- _Text extract_:
Consensus was that going forward we need greater involvement of the geochemical societies and of the Early Career Researchers: and above all, sustainable funding. Long term sustainability of geochemical databases requires scientific community backing; a business model that minimizes dependence on research grants; culture change; incentives for researchers to deposit datasets in geochemistry-specific repositories, as well as training and support for early career researchers.
There was agreement that OneGeochemistry should follow up with geochemical societies and associations on raising awareness of the vulnerability of databases and to make this topic a regular discussion at future conferences.
Editors Roundtable 2025
8 July 2025: Goldschmidt Conference Prague.
OneGeochemistry participated in the Editors’ Roundtable organized by the Astromat, DIGIS, and EarthChem cosmo-/geochemical data repositories at the Goldschmidt Conference 2025. The Editors’ Roundtable aims to foster a dialog between geochemical journals, publishers, and curated domain repositories with the goal to coordinate policies and procedures pertaining to the reporting of geo/cosmochemical data. It was first held in 2007/08 and a policy statement ‘Requirements for the Publication of Geochemical Data’ [1] was released in 2009. The Editors’ Roundtable re-started as an annual meeting at the Goldschmidt conference in 2023.

- _Supplied material_:

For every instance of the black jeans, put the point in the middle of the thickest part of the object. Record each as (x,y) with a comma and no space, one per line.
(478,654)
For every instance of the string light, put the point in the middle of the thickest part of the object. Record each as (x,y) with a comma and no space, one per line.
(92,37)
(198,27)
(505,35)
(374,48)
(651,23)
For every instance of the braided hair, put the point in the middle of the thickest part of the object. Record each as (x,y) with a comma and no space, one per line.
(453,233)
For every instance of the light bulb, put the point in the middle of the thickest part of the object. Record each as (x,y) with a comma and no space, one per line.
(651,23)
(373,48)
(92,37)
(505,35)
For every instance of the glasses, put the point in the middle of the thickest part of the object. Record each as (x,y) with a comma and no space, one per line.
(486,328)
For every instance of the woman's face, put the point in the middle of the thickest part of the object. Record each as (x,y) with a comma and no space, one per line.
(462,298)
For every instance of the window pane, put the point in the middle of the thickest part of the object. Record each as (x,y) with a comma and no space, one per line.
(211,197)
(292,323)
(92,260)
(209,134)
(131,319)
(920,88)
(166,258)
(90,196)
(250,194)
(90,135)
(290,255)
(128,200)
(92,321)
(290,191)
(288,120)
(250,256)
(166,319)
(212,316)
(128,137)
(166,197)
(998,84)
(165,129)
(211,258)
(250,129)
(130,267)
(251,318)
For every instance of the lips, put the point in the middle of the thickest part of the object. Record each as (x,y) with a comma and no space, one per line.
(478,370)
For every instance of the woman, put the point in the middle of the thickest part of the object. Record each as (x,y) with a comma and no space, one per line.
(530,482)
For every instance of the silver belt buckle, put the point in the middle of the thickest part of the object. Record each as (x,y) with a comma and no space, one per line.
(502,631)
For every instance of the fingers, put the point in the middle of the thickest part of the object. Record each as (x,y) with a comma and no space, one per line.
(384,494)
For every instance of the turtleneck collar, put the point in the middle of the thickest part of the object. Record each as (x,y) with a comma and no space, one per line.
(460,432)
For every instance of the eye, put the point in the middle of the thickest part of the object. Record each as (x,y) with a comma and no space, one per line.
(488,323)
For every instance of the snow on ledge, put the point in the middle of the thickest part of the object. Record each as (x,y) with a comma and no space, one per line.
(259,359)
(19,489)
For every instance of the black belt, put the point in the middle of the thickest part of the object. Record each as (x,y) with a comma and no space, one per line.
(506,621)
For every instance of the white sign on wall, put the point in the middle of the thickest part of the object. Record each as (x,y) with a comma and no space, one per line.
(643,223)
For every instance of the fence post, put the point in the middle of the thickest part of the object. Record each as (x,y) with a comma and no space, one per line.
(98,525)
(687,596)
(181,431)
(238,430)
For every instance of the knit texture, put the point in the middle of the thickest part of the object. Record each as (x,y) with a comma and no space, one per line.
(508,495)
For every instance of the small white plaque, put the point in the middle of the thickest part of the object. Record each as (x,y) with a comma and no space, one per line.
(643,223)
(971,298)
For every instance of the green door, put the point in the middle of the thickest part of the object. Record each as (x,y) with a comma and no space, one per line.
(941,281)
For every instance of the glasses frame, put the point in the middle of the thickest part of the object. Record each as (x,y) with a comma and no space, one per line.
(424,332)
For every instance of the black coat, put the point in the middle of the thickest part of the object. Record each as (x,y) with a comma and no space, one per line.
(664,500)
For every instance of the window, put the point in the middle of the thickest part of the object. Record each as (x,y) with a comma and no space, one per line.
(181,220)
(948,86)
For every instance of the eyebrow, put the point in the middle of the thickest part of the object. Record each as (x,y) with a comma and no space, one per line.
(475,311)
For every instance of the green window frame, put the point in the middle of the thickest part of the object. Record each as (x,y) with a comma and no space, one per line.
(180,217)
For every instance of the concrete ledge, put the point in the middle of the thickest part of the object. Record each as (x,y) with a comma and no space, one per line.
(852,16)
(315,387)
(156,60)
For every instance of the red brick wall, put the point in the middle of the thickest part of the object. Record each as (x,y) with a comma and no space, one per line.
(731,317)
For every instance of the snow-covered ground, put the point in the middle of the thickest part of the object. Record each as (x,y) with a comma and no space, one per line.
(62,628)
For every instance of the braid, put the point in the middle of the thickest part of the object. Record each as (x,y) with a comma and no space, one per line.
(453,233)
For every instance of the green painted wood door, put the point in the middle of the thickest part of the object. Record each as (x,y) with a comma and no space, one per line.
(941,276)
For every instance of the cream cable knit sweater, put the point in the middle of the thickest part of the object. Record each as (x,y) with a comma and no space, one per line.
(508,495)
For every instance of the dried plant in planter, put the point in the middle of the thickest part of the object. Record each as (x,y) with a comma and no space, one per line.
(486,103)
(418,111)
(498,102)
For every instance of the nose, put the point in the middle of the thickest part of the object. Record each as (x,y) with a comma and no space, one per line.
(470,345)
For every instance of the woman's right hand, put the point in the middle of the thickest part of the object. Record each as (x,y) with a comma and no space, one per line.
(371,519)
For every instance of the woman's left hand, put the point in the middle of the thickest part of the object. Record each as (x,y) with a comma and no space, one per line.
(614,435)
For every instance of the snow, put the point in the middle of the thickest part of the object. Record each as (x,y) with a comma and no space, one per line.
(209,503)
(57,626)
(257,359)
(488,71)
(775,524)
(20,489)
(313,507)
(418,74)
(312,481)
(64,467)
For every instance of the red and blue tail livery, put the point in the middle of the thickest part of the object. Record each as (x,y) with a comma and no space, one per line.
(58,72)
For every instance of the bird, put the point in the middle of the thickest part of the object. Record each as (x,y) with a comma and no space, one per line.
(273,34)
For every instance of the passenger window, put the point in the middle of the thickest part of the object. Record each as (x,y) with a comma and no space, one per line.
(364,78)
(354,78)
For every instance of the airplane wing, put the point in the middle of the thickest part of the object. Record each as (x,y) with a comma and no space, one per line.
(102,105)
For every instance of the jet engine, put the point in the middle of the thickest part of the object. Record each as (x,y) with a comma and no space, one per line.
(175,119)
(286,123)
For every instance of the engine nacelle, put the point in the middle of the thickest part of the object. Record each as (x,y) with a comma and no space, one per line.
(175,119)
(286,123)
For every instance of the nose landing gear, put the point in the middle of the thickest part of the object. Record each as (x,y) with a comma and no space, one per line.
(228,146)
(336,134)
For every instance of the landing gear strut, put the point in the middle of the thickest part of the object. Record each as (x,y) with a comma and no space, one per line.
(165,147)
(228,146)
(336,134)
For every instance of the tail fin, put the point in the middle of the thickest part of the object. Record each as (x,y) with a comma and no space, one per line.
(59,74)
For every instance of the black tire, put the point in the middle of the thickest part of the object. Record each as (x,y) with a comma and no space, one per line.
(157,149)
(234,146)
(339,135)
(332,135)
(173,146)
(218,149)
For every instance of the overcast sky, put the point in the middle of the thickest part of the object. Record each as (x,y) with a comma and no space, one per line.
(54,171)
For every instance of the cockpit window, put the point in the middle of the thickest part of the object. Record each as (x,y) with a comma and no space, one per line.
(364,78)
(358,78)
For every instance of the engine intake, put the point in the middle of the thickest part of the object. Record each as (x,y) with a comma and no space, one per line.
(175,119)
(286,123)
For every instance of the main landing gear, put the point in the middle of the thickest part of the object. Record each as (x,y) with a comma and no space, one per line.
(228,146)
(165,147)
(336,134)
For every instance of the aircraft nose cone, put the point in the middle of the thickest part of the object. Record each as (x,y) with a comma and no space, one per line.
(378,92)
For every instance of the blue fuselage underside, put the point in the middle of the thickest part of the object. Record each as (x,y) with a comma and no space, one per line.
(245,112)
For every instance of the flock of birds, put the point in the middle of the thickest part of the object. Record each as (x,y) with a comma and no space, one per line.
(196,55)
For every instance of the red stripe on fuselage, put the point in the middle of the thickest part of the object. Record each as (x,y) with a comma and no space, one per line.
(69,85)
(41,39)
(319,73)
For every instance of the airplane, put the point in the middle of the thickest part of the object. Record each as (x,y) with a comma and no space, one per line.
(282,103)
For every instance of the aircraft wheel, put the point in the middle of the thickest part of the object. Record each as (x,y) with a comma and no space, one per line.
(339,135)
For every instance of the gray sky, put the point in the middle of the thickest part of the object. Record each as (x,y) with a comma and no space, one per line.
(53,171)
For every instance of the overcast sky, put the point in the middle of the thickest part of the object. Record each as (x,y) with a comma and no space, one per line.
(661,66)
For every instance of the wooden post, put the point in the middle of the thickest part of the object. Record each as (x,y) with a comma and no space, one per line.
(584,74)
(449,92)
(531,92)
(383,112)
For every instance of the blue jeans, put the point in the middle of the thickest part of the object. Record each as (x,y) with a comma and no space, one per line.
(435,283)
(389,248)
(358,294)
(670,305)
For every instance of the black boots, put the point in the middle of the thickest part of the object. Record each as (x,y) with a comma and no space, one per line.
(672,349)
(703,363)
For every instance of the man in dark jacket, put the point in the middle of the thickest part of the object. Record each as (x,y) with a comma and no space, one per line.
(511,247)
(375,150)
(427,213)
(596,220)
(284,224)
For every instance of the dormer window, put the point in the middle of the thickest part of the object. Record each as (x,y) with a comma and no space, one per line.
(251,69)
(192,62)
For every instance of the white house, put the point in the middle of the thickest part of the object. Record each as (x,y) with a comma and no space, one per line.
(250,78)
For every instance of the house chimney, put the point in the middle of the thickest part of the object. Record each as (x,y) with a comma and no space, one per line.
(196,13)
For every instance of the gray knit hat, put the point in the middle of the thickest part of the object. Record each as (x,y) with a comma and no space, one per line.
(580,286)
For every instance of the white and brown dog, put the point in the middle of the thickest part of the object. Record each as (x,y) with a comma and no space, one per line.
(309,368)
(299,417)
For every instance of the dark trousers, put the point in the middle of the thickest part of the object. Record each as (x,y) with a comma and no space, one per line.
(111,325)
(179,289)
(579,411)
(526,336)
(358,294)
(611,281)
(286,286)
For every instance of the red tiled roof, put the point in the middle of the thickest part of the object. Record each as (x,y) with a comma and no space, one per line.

- _Directives_:
• A. Summarize the geochemistry text in two sentences.
• B. Write out the geochemistry text word for word, starting with "Consensus was that" and going on through "Goldschmidt Conference Prague.".
• C. Answer these questions from the geochemistry text:
(i) Which data repositories organized the Editors' Roundtable at the Goldschmidt Conference 2025?
(ii) In what year was the policy statement 'Requirements for the Publication of Geochemical Data' released?
(iii) What does the text say is needed "above all" going forward?

- _Solutions to each task_:
• A. Participants agreed that geochemical databases need more involvement from geochemical societies and Early Career Researchers, sustainable funding, and a business model that minimizes dependence on research grants, and that OneGeochemistry should raise awareness of database vulnerability with geochemical societies and at future conferences. OneGeochemistry took part in the Editors' Roundtable at the 2025 Goldschmidt Conference in Prague, a meeting that fosters dialog between geochemical journals, publishers, and curated domain repositories on reporting geo/cosmochemical data and that restarted as an annual meeting in 2023.

• B.
Consensus was that going forward we need greater involvement of the geochemical societies and of the Early Career Researchers: and above all, sustainable funding. Long term sustainability of geochemical databases requires scientific community backing; a business model that minimizes dependence on research grants; culture change; incentives for researchers to deposit datasets in geochemistry-specific repositories, as well as training and support for early career researchers.
There was agreement that OneGeochemistry should follow up with geochemical societies and associations on raising awareness of the vulnerability of databases and to make this topic a regular discussion at future conferences.
Editors Roundtable 2025
8 July 2025: Goldschmidt Conference Prague.

• C.
(i) Astromat, DIGIS, and EarthChem
(ii) 2009
(iii) Sustainable funding